## What you should do
Copy out all of the lines below, requests included, and multiply every coordinate in the answers by 0.85, rounding each result to a whole number with halves rounded up. Numbers in the requests and their format samples stay unchanged.

▬▬▬▬▬▬

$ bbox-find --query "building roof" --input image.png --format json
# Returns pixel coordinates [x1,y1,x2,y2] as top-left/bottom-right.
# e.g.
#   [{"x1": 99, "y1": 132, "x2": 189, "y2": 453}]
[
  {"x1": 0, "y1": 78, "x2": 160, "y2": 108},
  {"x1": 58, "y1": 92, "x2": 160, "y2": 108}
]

▬▬▬▬▬▬

## Complete response
$ bbox-find --query "building roof" --input image.png --format json
# Returns pixel coordinates [x1,y1,x2,y2] as top-left/bottom-right.
# e.g.
#   [{"x1": 99, "y1": 132, "x2": 189, "y2": 453}]
[
  {"x1": 0, "y1": 66, "x2": 136, "y2": 92},
  {"x1": 49, "y1": 78, "x2": 136, "y2": 92}
]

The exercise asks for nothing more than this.